WHAT THE TASK REQUIRES
This task calls for copying every line in the data below that contains the word "grey".

MATERIAL FOR THIS EXERCISE
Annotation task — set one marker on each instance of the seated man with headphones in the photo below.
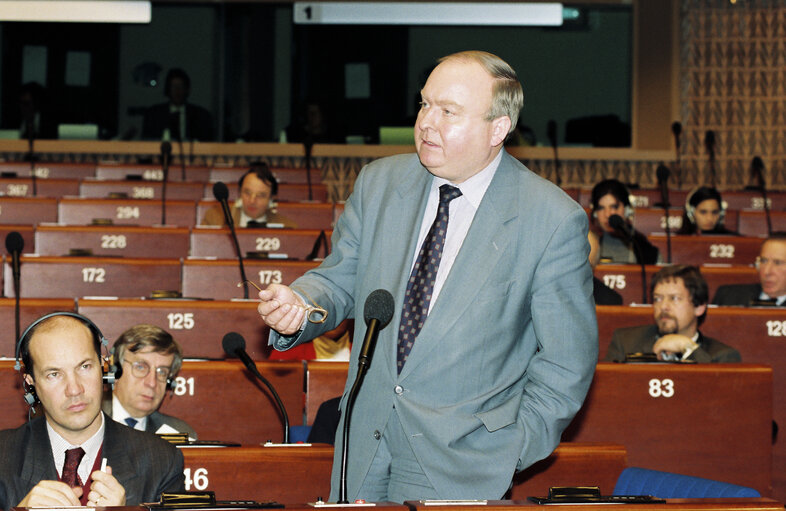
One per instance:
(148, 360)
(257, 188)
(73, 455)
(622, 243)
(704, 213)
(771, 288)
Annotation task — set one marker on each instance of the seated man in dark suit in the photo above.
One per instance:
(771, 289)
(73, 455)
(679, 294)
(177, 120)
(150, 359)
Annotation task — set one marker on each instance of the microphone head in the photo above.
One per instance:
(14, 242)
(617, 222)
(232, 343)
(379, 305)
(220, 191)
(663, 173)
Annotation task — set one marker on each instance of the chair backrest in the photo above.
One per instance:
(642, 481)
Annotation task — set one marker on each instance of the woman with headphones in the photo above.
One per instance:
(611, 198)
(704, 213)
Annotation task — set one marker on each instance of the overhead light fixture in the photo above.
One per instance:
(76, 11)
(428, 13)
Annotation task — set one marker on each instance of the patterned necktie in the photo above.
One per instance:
(421, 281)
(73, 458)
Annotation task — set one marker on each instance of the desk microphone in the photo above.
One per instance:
(221, 193)
(377, 312)
(235, 346)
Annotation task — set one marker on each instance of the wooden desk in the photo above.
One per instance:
(287, 192)
(306, 215)
(30, 309)
(203, 278)
(27, 210)
(99, 189)
(288, 243)
(221, 400)
(60, 277)
(197, 325)
(52, 188)
(152, 172)
(698, 250)
(113, 240)
(626, 278)
(77, 211)
(711, 420)
(284, 474)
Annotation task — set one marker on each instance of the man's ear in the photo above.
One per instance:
(500, 127)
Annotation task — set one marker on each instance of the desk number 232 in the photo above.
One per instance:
(661, 388)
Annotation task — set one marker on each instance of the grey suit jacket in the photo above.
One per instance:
(144, 464)
(155, 420)
(641, 339)
(507, 353)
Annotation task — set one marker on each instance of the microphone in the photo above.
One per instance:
(551, 133)
(14, 244)
(221, 193)
(235, 346)
(166, 154)
(663, 173)
(377, 312)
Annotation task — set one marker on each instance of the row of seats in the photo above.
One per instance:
(146, 212)
(152, 172)
(139, 189)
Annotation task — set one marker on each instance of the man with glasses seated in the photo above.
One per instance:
(771, 289)
(150, 360)
(679, 297)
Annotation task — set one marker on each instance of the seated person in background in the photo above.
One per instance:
(771, 289)
(257, 187)
(603, 294)
(150, 360)
(55, 460)
(177, 119)
(704, 213)
(679, 295)
(609, 198)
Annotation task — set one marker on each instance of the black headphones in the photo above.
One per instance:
(109, 376)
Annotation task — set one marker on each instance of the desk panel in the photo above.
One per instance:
(52, 188)
(27, 210)
(699, 250)
(77, 211)
(198, 326)
(152, 172)
(711, 420)
(284, 474)
(203, 278)
(113, 240)
(626, 278)
(99, 189)
(61, 277)
(287, 243)
(221, 400)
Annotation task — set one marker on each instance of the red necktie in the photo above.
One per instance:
(73, 457)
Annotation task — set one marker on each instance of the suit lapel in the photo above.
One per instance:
(486, 240)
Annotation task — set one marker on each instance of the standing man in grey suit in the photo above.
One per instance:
(679, 297)
(150, 358)
(56, 460)
(507, 339)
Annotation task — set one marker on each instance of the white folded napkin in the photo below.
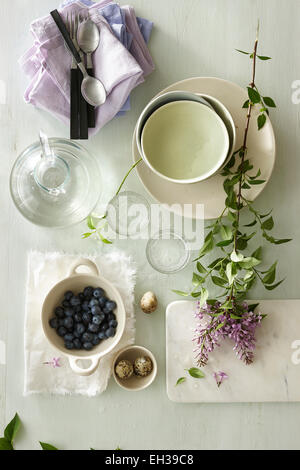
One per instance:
(41, 372)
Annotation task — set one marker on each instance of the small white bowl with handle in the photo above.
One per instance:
(76, 282)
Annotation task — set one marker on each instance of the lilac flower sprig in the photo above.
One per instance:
(220, 377)
(214, 325)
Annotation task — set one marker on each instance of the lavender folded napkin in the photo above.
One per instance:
(121, 61)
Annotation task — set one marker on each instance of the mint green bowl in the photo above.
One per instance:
(185, 142)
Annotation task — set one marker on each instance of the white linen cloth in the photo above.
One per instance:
(44, 271)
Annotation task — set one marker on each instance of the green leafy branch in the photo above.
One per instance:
(10, 432)
(91, 219)
(234, 270)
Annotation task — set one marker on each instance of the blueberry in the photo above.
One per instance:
(59, 312)
(88, 291)
(98, 292)
(93, 302)
(110, 332)
(69, 312)
(110, 305)
(68, 295)
(61, 331)
(53, 322)
(96, 310)
(96, 340)
(86, 317)
(75, 301)
(77, 343)
(93, 328)
(102, 301)
(78, 318)
(68, 337)
(80, 329)
(97, 319)
(68, 323)
(85, 305)
(87, 337)
(104, 326)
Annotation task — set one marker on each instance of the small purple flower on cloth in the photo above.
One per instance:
(55, 362)
(220, 377)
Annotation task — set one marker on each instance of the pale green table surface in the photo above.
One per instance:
(190, 38)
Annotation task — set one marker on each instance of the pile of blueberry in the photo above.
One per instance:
(85, 319)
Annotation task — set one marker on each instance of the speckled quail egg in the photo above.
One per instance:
(124, 369)
(143, 366)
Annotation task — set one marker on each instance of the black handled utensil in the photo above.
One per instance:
(92, 89)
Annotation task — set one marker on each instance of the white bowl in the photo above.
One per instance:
(159, 101)
(185, 142)
(134, 383)
(77, 282)
(226, 117)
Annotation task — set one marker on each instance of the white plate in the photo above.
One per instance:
(210, 193)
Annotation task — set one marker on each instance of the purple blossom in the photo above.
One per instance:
(220, 377)
(215, 325)
(55, 362)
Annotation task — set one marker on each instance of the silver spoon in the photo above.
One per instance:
(88, 37)
(92, 89)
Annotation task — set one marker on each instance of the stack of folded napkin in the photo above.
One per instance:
(121, 62)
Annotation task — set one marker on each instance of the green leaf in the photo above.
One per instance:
(250, 262)
(261, 121)
(12, 428)
(269, 102)
(224, 243)
(5, 444)
(236, 257)
(180, 381)
(269, 278)
(263, 216)
(251, 223)
(226, 232)
(200, 268)
(218, 281)
(256, 176)
(257, 253)
(264, 57)
(103, 239)
(90, 223)
(231, 272)
(204, 296)
(268, 224)
(86, 235)
(254, 96)
(196, 373)
(255, 182)
(195, 295)
(207, 246)
(283, 240)
(180, 292)
(274, 285)
(243, 52)
(252, 307)
(197, 280)
(46, 446)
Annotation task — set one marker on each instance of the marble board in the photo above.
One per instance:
(274, 375)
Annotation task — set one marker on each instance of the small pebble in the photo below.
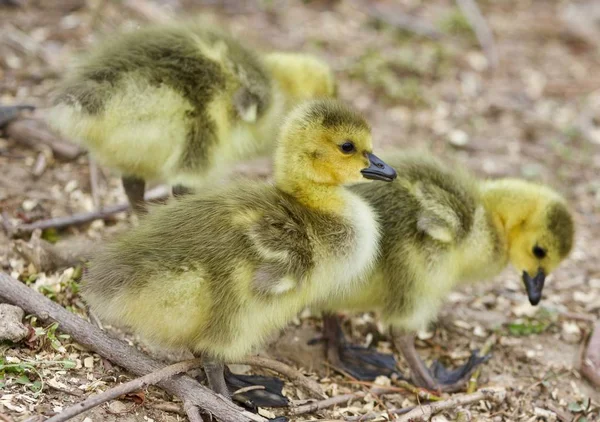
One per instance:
(88, 362)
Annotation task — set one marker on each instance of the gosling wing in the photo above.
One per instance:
(284, 245)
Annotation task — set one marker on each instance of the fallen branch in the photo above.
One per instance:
(33, 132)
(424, 412)
(286, 370)
(192, 393)
(392, 16)
(483, 33)
(158, 193)
(590, 364)
(129, 387)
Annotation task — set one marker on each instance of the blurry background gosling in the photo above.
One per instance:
(180, 103)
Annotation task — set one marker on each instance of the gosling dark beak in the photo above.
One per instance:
(534, 286)
(378, 170)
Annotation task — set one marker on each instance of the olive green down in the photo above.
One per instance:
(178, 236)
(399, 212)
(169, 55)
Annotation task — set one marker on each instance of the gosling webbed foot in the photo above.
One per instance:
(436, 378)
(180, 190)
(363, 363)
(460, 375)
(360, 362)
(270, 396)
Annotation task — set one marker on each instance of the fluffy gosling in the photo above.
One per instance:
(180, 103)
(221, 271)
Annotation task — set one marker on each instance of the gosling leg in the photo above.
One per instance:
(180, 190)
(134, 189)
(215, 373)
(438, 378)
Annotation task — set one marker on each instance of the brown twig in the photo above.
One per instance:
(48, 257)
(78, 219)
(383, 415)
(424, 412)
(286, 370)
(33, 132)
(332, 401)
(39, 167)
(324, 404)
(129, 387)
(487, 347)
(192, 393)
(560, 414)
(482, 31)
(168, 407)
(577, 317)
(403, 386)
(590, 364)
(397, 19)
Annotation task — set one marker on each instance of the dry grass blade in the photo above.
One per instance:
(425, 412)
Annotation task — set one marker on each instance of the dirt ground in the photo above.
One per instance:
(537, 116)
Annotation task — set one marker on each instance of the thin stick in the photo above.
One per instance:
(120, 390)
(168, 407)
(590, 364)
(33, 132)
(78, 219)
(332, 401)
(487, 347)
(248, 388)
(577, 317)
(286, 370)
(375, 415)
(94, 189)
(424, 412)
(39, 167)
(324, 404)
(482, 30)
(192, 393)
(403, 386)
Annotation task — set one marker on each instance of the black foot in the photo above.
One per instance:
(270, 396)
(9, 113)
(459, 375)
(365, 364)
(362, 363)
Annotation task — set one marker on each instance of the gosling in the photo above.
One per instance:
(220, 271)
(181, 103)
(442, 227)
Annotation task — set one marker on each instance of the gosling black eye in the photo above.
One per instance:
(348, 147)
(539, 253)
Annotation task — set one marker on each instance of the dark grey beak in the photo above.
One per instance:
(534, 286)
(378, 170)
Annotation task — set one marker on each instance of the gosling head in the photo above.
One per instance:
(325, 142)
(541, 234)
(302, 76)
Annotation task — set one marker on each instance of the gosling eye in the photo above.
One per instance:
(539, 252)
(348, 147)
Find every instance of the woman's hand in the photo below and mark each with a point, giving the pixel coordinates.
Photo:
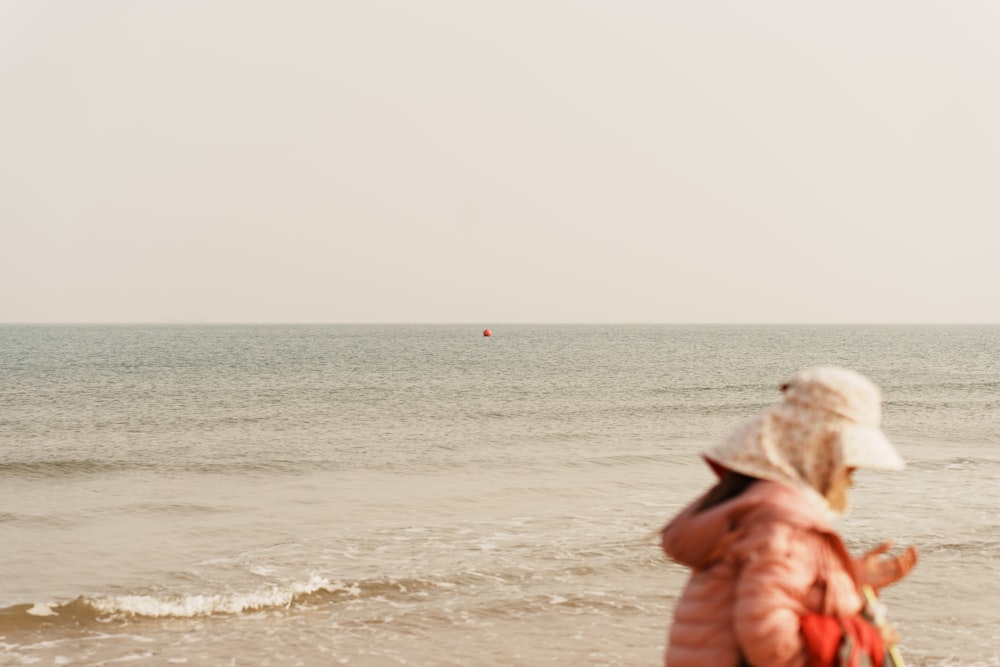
(879, 570)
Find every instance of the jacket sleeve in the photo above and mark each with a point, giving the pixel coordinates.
(777, 574)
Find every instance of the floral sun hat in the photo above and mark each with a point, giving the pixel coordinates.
(830, 419)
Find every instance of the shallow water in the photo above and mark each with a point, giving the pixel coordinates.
(419, 495)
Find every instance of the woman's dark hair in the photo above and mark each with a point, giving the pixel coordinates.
(731, 485)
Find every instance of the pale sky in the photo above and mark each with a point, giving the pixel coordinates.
(500, 161)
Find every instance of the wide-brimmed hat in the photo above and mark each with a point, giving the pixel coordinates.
(830, 419)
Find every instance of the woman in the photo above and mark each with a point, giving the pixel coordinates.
(759, 543)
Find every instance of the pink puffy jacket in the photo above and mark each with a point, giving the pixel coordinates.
(760, 561)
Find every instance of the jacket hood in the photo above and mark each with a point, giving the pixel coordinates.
(697, 539)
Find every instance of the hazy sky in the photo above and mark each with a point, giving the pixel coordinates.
(499, 161)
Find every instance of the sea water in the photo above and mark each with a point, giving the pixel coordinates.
(428, 496)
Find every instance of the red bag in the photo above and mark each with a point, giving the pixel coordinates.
(841, 641)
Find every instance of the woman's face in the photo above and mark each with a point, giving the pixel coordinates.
(840, 485)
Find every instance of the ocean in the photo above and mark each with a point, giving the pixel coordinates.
(424, 495)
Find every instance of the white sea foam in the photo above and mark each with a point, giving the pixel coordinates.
(205, 605)
(42, 610)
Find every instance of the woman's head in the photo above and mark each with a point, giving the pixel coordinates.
(827, 425)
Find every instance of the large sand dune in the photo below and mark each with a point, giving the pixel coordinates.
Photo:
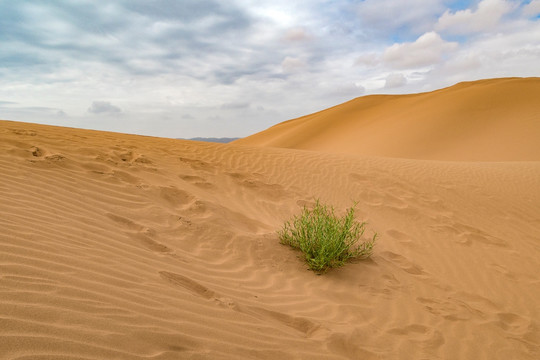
(487, 120)
(118, 246)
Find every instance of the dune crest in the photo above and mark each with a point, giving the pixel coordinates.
(118, 246)
(486, 120)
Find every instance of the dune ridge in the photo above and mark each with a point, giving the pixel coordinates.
(130, 247)
(485, 120)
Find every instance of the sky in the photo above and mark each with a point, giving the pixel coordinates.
(231, 68)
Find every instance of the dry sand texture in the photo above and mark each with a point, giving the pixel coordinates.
(126, 247)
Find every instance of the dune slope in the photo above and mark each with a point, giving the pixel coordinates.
(129, 247)
(486, 120)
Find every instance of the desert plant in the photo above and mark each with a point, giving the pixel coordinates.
(325, 239)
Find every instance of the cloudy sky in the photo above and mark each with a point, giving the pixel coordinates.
(212, 68)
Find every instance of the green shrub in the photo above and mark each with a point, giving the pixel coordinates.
(326, 240)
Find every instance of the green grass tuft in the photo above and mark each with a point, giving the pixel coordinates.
(326, 240)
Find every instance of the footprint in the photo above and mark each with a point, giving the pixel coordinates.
(151, 244)
(197, 181)
(398, 235)
(127, 223)
(403, 263)
(256, 183)
(175, 196)
(189, 284)
(297, 323)
(432, 338)
(197, 164)
(512, 323)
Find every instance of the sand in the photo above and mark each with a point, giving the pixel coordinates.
(487, 120)
(119, 246)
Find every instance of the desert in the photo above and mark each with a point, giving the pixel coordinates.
(117, 246)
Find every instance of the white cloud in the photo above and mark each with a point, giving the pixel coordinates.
(395, 80)
(427, 50)
(485, 18)
(532, 9)
(290, 64)
(388, 16)
(103, 107)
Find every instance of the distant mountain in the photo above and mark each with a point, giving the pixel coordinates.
(218, 140)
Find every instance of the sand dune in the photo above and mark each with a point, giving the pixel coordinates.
(126, 247)
(487, 120)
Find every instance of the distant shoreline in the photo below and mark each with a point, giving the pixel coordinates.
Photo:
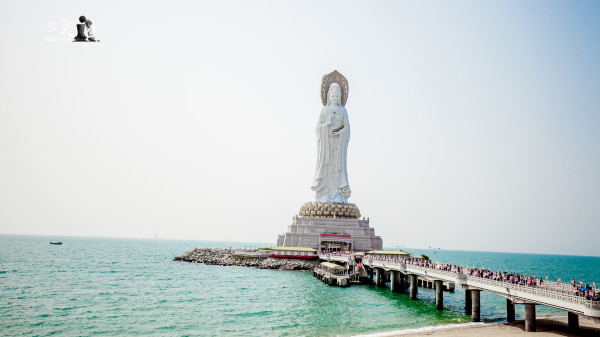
(243, 258)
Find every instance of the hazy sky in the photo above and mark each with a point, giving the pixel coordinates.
(475, 124)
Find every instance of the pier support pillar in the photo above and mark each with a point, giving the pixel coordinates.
(476, 310)
(510, 310)
(468, 302)
(439, 295)
(413, 287)
(573, 321)
(530, 317)
(393, 280)
(378, 277)
(402, 280)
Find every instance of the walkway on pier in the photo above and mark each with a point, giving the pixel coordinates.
(561, 297)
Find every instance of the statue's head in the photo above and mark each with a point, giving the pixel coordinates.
(334, 95)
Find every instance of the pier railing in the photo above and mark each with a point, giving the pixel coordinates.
(549, 289)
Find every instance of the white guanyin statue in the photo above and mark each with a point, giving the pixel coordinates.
(333, 133)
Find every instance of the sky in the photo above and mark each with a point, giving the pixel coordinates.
(475, 124)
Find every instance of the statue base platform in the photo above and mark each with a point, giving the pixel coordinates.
(331, 233)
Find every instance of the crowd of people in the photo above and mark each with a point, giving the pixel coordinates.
(587, 291)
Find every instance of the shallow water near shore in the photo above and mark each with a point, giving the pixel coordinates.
(97, 286)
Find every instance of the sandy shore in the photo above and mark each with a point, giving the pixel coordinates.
(555, 326)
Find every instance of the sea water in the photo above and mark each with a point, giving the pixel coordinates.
(112, 287)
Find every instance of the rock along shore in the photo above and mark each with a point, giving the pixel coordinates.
(243, 258)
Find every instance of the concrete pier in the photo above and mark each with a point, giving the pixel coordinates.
(468, 302)
(379, 277)
(510, 311)
(530, 317)
(439, 295)
(393, 280)
(413, 286)
(476, 312)
(573, 321)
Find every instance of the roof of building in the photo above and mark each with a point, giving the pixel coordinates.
(388, 252)
(332, 266)
(296, 249)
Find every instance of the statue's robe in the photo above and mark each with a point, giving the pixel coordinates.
(335, 188)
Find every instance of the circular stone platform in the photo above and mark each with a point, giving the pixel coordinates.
(325, 210)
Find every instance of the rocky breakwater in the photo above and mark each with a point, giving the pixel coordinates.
(244, 258)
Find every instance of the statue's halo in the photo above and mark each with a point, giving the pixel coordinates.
(334, 77)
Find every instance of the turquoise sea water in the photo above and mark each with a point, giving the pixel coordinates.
(93, 286)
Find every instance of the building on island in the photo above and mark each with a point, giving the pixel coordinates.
(395, 254)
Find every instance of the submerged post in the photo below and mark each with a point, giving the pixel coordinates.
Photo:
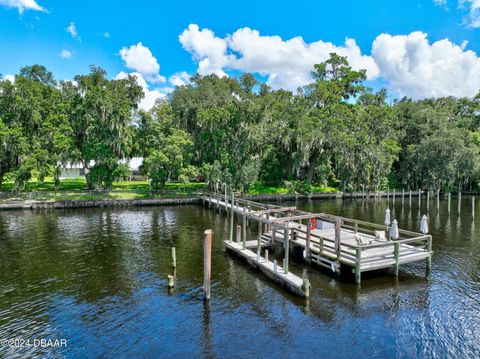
(459, 200)
(239, 233)
(307, 244)
(287, 248)
(207, 263)
(244, 231)
(231, 219)
(473, 206)
(358, 272)
(396, 252)
(174, 258)
(259, 244)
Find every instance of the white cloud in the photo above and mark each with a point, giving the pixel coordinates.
(413, 67)
(286, 63)
(150, 95)
(207, 49)
(65, 54)
(140, 58)
(10, 78)
(72, 30)
(473, 6)
(22, 5)
(179, 78)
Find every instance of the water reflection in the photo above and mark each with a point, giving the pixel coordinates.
(99, 279)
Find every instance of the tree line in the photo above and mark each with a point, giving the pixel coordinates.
(235, 130)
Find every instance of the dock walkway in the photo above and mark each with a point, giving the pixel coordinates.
(334, 242)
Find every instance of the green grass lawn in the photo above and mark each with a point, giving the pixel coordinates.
(259, 188)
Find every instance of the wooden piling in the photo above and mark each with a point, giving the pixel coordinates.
(207, 263)
(231, 218)
(307, 245)
(473, 206)
(287, 248)
(244, 231)
(238, 239)
(358, 272)
(459, 201)
(174, 258)
(396, 251)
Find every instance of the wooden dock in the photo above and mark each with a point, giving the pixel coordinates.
(334, 242)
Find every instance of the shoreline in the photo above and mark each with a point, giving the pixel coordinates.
(71, 204)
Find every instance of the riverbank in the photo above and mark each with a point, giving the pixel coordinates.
(162, 198)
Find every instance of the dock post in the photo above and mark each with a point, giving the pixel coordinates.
(306, 287)
(307, 244)
(459, 200)
(429, 258)
(174, 258)
(473, 206)
(358, 272)
(239, 233)
(287, 248)
(171, 281)
(231, 220)
(259, 244)
(207, 263)
(244, 231)
(396, 252)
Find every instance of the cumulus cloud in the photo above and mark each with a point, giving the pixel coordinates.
(22, 5)
(65, 54)
(179, 78)
(414, 67)
(286, 63)
(10, 78)
(473, 6)
(72, 30)
(151, 96)
(207, 49)
(140, 59)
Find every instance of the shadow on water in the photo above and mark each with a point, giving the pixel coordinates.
(98, 277)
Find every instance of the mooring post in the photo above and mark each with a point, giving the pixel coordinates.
(171, 281)
(207, 263)
(287, 248)
(259, 240)
(244, 231)
(429, 258)
(174, 258)
(459, 200)
(307, 244)
(473, 206)
(239, 233)
(396, 251)
(358, 272)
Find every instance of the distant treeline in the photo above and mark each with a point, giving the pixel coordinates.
(237, 131)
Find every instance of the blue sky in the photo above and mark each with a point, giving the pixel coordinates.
(429, 48)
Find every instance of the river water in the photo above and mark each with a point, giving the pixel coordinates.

EXPECTED ANSWER
Annotation task — set one marker on each instance of the grey suit jacket in the photo above.
Annotation task — set one marker on each instance of the standing man in grey suit in the photo above.
Annotation task — set one marker on each instance of the dark grey beak in the photo above.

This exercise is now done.